## [RECORDED DATA]
________________

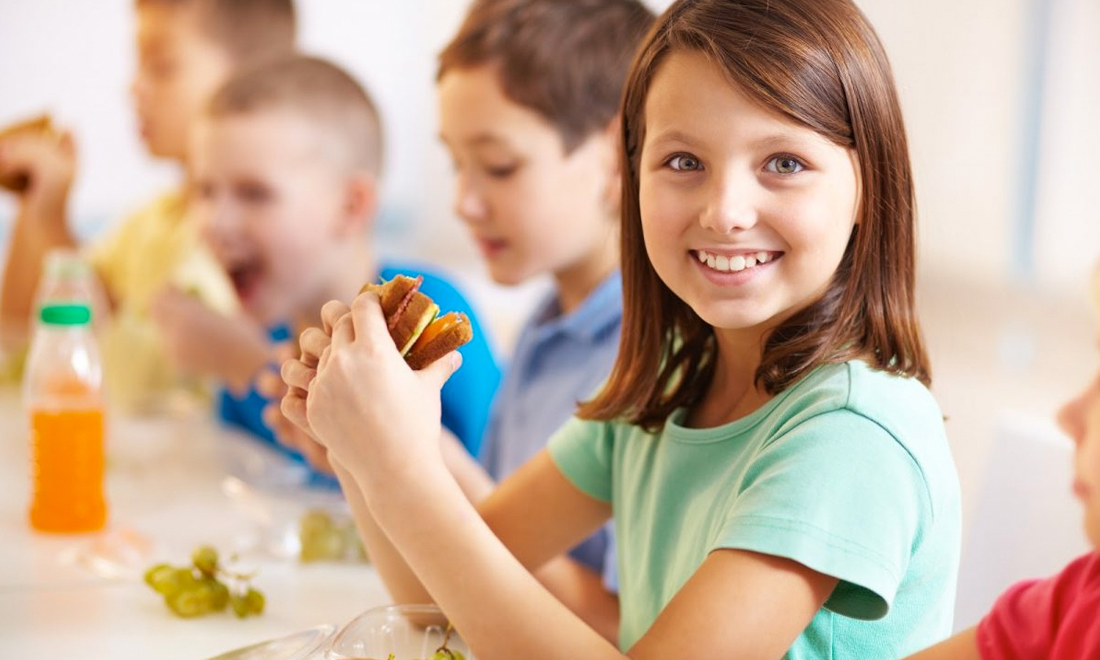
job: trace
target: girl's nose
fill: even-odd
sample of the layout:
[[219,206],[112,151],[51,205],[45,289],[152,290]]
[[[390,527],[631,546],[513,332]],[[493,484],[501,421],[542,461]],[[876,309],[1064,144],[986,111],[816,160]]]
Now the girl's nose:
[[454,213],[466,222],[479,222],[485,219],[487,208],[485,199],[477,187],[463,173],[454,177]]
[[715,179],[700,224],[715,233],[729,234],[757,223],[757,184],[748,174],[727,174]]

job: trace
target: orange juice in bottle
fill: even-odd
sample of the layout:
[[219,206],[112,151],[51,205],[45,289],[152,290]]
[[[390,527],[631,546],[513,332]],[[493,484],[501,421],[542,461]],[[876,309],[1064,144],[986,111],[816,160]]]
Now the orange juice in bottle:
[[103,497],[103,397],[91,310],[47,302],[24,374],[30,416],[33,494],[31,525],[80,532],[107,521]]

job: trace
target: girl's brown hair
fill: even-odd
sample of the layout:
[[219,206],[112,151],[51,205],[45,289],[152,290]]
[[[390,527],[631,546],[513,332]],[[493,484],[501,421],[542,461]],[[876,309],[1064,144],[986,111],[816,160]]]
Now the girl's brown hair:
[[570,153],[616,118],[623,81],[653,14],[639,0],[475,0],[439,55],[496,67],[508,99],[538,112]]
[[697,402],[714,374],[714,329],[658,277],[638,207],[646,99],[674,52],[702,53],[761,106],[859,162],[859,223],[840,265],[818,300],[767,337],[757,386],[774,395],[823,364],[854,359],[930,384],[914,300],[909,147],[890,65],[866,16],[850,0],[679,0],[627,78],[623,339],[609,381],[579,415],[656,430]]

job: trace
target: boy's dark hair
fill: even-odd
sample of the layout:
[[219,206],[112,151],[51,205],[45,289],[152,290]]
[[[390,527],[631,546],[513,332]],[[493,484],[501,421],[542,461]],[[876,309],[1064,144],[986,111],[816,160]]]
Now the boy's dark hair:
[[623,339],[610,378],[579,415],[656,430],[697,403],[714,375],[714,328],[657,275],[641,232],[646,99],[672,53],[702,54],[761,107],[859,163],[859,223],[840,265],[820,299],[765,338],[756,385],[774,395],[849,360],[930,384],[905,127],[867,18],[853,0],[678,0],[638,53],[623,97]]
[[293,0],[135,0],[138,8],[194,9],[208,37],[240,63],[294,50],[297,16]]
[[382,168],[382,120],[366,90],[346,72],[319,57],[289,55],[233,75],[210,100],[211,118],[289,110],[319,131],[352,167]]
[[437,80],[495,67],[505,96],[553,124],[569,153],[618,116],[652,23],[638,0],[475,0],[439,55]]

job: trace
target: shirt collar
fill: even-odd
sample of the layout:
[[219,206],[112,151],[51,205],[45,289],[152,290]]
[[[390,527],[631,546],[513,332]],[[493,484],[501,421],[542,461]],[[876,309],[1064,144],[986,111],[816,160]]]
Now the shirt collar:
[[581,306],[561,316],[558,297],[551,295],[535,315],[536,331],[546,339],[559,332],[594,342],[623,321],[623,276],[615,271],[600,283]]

________________

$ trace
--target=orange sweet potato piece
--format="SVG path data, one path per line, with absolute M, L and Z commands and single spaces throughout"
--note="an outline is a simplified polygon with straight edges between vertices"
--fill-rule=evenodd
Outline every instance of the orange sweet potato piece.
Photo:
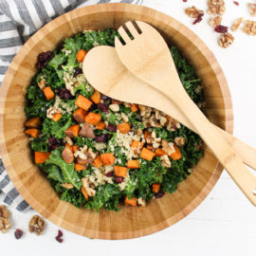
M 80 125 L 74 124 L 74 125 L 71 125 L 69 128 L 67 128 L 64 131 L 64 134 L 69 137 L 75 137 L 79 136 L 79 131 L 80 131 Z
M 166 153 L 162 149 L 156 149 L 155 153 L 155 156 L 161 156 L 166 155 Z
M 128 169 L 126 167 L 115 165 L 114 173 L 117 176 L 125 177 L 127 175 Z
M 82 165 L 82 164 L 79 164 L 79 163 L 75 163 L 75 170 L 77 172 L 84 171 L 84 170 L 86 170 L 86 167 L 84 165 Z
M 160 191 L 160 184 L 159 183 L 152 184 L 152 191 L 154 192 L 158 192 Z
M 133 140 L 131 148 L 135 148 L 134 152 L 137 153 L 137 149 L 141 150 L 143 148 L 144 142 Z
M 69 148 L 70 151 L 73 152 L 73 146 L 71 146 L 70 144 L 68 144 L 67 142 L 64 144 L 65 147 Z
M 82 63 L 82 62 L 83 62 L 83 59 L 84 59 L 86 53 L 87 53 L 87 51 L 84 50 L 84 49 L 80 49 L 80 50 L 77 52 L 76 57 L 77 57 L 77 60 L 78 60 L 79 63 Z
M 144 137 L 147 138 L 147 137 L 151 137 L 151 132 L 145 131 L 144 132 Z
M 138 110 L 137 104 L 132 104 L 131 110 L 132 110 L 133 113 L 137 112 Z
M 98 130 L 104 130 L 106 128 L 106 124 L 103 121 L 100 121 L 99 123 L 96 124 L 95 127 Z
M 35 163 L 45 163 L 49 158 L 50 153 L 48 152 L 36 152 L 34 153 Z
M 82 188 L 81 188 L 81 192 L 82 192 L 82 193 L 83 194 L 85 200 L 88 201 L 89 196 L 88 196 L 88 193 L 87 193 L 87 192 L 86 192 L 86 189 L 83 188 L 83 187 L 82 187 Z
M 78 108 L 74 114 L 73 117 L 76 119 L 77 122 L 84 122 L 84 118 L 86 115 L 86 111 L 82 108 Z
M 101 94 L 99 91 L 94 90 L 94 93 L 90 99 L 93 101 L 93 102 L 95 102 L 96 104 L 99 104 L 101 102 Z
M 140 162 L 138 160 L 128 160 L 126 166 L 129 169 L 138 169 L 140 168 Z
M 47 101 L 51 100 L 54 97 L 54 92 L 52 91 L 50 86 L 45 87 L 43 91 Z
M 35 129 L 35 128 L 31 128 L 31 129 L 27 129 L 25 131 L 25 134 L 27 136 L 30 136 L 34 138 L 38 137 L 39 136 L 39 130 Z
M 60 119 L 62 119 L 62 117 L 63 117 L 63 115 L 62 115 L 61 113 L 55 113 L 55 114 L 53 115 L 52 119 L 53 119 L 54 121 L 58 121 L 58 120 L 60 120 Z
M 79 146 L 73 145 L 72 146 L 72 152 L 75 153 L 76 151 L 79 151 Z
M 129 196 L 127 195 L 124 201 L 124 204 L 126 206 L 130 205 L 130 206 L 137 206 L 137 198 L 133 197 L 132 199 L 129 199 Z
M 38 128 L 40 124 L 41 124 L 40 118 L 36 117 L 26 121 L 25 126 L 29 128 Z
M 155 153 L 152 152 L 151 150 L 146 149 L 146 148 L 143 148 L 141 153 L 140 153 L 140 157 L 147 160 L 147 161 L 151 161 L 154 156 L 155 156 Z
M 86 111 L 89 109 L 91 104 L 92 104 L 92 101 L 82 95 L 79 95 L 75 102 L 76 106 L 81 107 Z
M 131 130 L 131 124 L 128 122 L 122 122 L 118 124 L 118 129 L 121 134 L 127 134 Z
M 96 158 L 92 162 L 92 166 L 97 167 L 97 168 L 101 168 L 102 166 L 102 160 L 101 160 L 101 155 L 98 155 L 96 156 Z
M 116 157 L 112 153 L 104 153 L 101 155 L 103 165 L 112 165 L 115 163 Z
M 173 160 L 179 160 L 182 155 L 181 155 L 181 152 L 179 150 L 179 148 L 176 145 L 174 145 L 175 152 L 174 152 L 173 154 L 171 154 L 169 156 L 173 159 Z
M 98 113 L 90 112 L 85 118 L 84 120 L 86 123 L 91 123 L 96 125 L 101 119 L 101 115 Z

________________

## [PROBLEM]
List each line in the rows above that contains the string "nose". Uppercase and lowercase letters must match.

## [RESULT]
target: girl's nose
Now the girl's nose:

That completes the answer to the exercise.